» **Records for the exercise**
—————
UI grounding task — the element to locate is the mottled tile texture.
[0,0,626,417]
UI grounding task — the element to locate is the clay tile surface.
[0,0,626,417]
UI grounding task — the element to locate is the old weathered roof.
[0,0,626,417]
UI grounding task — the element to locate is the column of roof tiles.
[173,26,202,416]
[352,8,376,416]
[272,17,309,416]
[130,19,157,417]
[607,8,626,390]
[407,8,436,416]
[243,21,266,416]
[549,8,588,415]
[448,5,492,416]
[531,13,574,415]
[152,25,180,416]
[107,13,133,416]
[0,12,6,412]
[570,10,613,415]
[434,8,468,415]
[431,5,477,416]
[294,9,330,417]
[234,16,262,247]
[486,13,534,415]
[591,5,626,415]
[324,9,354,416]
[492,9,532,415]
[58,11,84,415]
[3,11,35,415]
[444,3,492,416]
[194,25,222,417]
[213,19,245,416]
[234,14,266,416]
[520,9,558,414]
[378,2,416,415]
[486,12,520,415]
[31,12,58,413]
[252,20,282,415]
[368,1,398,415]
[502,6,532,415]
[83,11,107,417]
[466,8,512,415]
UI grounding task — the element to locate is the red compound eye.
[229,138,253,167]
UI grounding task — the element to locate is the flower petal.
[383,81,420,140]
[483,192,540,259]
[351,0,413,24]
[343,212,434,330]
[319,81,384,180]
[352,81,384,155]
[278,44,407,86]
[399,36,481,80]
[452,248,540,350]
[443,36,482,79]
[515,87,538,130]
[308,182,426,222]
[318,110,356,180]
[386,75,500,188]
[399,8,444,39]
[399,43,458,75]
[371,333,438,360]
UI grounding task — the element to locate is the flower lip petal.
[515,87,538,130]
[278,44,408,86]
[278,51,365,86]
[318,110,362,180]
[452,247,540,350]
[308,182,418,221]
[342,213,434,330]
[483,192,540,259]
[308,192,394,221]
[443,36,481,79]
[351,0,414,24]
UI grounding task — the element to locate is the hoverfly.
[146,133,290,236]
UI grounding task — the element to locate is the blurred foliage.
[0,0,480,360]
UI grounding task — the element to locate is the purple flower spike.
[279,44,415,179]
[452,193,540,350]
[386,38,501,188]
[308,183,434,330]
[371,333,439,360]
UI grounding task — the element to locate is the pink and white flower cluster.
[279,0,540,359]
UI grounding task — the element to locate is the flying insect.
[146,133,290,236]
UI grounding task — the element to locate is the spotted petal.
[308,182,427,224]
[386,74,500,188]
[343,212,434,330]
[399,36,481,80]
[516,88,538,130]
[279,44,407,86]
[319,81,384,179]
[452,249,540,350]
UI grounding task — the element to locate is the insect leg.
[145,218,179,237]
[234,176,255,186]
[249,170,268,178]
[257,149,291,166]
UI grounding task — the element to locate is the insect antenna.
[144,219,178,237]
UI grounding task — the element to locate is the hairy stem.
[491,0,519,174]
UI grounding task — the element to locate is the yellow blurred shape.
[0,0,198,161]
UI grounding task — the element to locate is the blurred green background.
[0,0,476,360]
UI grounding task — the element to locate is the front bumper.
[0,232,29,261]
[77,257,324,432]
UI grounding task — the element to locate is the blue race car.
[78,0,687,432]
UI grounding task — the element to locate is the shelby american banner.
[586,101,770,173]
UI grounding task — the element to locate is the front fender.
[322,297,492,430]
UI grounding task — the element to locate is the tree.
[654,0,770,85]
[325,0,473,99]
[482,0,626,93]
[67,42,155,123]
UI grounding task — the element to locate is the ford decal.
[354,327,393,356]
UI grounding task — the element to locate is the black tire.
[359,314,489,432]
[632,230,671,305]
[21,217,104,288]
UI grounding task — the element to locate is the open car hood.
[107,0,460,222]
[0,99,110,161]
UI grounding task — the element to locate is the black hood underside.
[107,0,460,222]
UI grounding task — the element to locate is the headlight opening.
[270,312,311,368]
—————
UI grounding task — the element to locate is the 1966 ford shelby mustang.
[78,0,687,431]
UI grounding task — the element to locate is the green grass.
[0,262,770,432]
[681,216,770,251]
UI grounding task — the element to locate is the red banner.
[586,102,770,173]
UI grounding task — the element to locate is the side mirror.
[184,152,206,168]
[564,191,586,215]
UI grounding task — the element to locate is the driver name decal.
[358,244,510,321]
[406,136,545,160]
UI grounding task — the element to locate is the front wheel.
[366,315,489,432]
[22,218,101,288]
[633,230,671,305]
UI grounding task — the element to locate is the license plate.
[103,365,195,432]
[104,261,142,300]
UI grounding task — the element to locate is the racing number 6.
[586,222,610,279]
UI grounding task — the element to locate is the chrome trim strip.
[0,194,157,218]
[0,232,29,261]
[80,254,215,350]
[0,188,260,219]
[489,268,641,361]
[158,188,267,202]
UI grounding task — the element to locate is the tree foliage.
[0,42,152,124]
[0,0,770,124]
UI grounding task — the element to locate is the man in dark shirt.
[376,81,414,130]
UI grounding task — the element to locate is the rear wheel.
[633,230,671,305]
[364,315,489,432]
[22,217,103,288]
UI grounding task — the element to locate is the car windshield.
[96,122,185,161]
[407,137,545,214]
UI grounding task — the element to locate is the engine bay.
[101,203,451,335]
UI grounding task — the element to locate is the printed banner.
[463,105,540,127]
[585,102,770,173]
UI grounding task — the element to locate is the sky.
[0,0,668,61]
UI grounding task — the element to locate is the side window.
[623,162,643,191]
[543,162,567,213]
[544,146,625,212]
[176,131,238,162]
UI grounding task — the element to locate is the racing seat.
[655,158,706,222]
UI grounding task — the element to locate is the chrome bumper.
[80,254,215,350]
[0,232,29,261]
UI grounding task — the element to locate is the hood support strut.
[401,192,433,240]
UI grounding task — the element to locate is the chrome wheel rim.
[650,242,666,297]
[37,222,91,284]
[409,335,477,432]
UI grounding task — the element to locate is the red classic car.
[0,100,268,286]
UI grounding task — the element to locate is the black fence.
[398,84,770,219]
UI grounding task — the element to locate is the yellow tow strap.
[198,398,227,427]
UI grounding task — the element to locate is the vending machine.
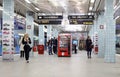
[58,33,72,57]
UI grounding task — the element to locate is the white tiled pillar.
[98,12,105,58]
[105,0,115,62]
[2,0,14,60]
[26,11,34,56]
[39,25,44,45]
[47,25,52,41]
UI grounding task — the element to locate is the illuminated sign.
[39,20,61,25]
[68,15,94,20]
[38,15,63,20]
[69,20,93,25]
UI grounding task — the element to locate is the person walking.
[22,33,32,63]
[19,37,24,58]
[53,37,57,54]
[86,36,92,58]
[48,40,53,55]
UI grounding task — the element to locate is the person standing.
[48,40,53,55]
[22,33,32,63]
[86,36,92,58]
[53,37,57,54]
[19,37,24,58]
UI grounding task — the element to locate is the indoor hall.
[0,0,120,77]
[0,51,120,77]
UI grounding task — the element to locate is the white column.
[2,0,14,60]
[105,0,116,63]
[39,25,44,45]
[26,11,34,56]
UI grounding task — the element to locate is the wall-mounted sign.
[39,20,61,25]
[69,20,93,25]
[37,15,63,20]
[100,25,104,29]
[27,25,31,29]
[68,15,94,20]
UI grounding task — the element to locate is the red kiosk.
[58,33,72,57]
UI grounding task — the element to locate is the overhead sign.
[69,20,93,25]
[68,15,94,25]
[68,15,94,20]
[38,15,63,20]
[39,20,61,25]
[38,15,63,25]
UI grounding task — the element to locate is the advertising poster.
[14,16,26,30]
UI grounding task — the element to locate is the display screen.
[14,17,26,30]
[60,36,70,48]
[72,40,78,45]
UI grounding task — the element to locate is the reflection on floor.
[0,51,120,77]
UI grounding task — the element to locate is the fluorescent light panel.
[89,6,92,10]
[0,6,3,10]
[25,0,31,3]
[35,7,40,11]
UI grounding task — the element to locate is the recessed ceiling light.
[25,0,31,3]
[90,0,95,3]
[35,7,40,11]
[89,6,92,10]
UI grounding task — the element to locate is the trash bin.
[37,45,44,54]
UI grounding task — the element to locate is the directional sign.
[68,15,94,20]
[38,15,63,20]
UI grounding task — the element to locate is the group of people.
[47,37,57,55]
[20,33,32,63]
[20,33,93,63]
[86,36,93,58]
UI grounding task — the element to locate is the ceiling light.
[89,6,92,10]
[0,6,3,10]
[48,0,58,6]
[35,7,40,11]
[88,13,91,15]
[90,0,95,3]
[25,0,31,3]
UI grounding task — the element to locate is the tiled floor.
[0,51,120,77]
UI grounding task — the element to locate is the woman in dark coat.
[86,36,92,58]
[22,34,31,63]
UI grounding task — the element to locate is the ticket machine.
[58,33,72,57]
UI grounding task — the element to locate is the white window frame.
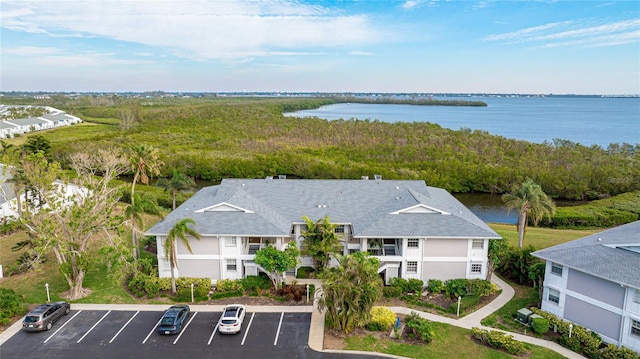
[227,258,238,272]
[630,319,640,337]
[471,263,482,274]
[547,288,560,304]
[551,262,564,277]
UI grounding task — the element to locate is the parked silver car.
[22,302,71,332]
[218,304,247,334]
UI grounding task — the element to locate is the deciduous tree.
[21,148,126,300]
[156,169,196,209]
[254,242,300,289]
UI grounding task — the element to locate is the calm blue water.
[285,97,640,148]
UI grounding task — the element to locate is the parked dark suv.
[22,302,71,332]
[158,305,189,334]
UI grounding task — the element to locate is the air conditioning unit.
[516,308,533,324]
—————
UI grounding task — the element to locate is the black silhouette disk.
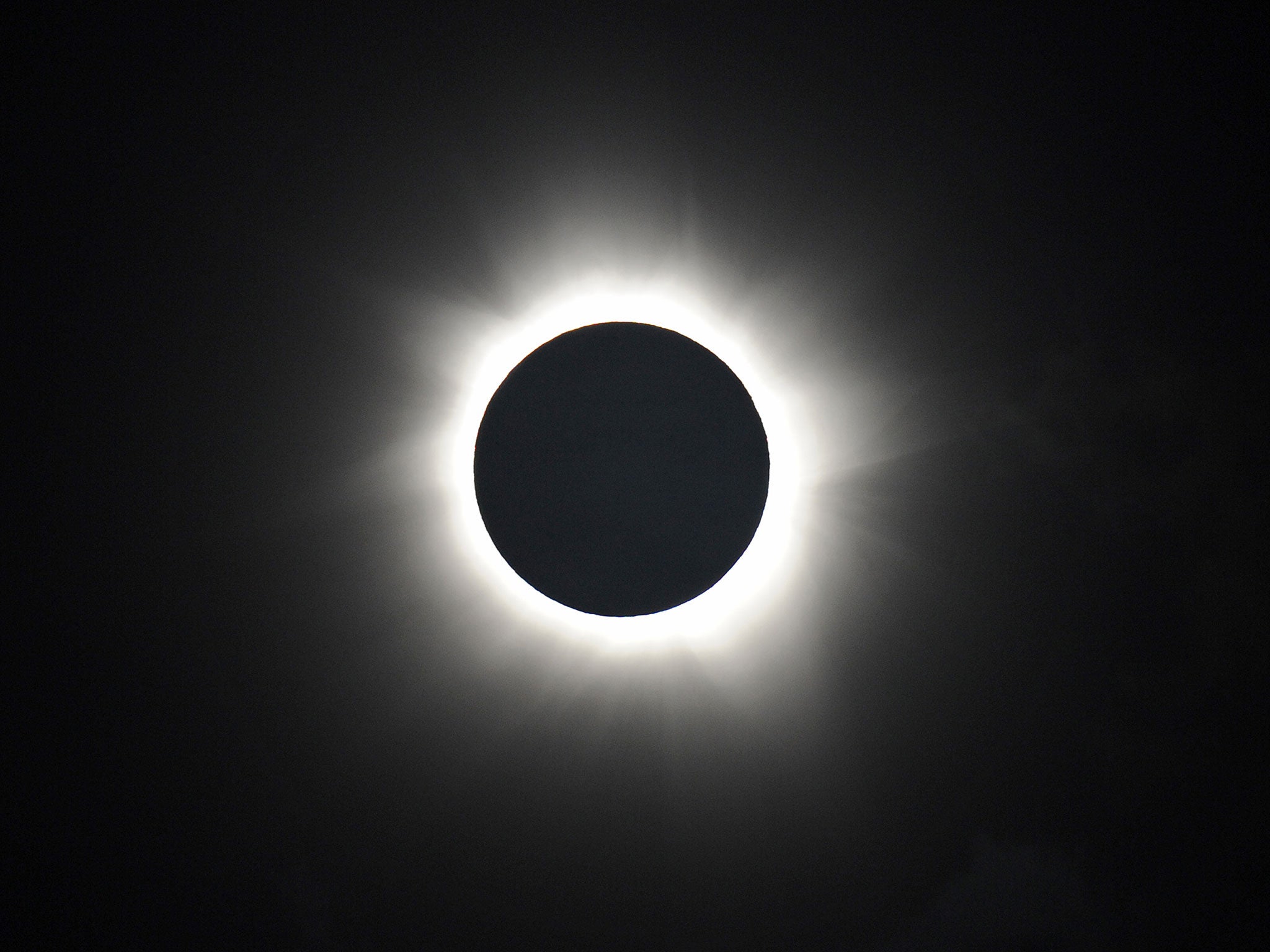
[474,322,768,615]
—————
» **Exercise requirements**
Reproduce verbatim the entries above, starting at the line containing "the red banner." and ending at the line containing "[158,188,267,202]", with both lines included.

» **Reply to the exercise**
UI grounding task — the element to locate is the red banner.
[586,102,770,173]
UI grounding task — the element to locate is the side mirror.
[184,152,206,168]
[564,191,586,215]
UI grounding task — the element to locate is the driver name decal.
[358,244,510,321]
[406,136,545,160]
UI grounding task — the element to locate is the front wheel.
[366,315,489,432]
[22,218,101,288]
[633,230,671,305]
UI grounding task — the element to locate is the license plate.
[103,365,195,432]
[104,261,142,300]
UI grounding task — the element to locate is the racing number 6.
[586,222,610,279]
UI grounding task — the element to locate is the chrome trim strip.
[0,194,157,218]
[0,232,29,261]
[80,254,215,350]
[0,188,260,219]
[489,268,641,361]
[158,188,267,202]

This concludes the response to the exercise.